## Seitentext

****************************************

Hauptsache frisch! Dafür startet er jeden Tag meistens schon um ein Uhr nachts, wenn er sich aufmacht zum Einkauf in Hamburg. Baier ist 32 Jahre alt, Anfangs arbeitete er rund um die Uhr, als die zweite Tochter geboren wurde schraubte er sein Pensum etwas runter. Aber er ist und bleibt ein Arbeitstier und so macht er erstmal eine Ehe-Pause in der Hoffnung es renke sich schon wieder ein.
Der St. Pauli Fischmarkt ist wegen Corona geschlossen, aber die Fischhändler um die Ecke, an der großen Elbstraße sind weiter aktiv. Beim Kutterfisch und bei den anderen Händlern hinter der Fischauktionshalle, werden ihm die meisten Wünsche erfüllt, zurzeit etwas überschaubarer. Der Fisch-Fan achtet sorgfältig darauf möglichst keine Ware aus der Schleppnetz- oder Dynamitfischerei zu handeln. Deswegen bestellt er sein Sortiment meistens einen Tag vorher direkt online bei den Auktionshäusern. Die Lieferung kommt dann per LKW aus Dänemark oder aus den Niederlanden zu seinen Händlern in die Hansestadt. Die entfernteren Bestellungen kommen per Luftfracht, nur das ist ja im Moment nicht möglich. Außerdem bevorzugt Baier Saisonware, das heißt er achtet darauf die Fische möglichst nicht zu ihren Laichzeiten zu handeln, damit so die Nachzucht gesichert bleibt. Das wirkt sich auch auf die Qualität aus, die Fische sind etwas größer und fester und es ist keine industrielle Tiefkühlware. „Die Schleppnetze pflügen in bestimmten Tiefen den ganzen Meeresboden kaputt. Außerdem holen sie die Fische aus der Tiefe, wo sie meist grade zum laichen sind.“ Große Fangnetze, die den Untergrund pflügen sind ein rotes Tuch für Baier.

****************************************

## Bereitgestelltes Material

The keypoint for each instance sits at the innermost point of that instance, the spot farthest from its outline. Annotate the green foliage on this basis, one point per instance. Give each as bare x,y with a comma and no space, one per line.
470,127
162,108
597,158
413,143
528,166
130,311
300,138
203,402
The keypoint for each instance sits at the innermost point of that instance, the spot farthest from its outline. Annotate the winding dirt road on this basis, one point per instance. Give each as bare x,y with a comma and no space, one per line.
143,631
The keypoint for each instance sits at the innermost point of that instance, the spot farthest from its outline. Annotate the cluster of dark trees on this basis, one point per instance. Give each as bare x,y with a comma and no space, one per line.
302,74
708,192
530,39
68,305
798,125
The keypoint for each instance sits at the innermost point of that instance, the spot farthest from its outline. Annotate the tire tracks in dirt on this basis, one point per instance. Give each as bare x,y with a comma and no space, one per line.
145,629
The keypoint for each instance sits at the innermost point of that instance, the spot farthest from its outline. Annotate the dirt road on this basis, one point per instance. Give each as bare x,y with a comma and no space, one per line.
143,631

****************************************

## Aufgaben und Übungen
A - Welche Städte und Länder werden im Text über den Fischhändler Baier namentlich genannt? Zähle alle auf.
B - Bitte schreibe den Text über den Fischhändler Baier im gleichen Stil weiter.
Das Material stammt aus einer anderen Quelle als der Text über den Fischhändler Baier.

## Ergebnisse je Aufgabe
A - Hamburg, Dänemark, Niederlande

B -
Doch es gibt Unterschiede. Die industrielle Hochseefischerei ist meist mehrere Monate im Stück auf See, verarbeitet den Fang in den ersten sechs Stunden direkt an Bord und friert die Ware dann ein. „Anders bei den Frischfischfängern, kleinere europäische Fischflotten, sie ziehen den Fang hoch und lagern ihn schon mal bis zu 14 Tage auf der Fangfahrt bei etwa 0 bis max +2°C auf Eis. „Den würde ich auch nicht so gerne essen, weil ich lieber frischen Fisch esse,“ sagt Kraus. Das trifft besonders Baiers Lieblingsbeispiel den Rotbarsch, der vor Island gefischt wird und überhaupt noch nicht geschlechtsreif ist oder grade laicht: „Wenn der aus 4-800 m Tiefe hochgezogen wird, riecht er schlimmer als Pipi,“ erklärt Baier. Im Prinzip sei er dann ungenießbar, findet er.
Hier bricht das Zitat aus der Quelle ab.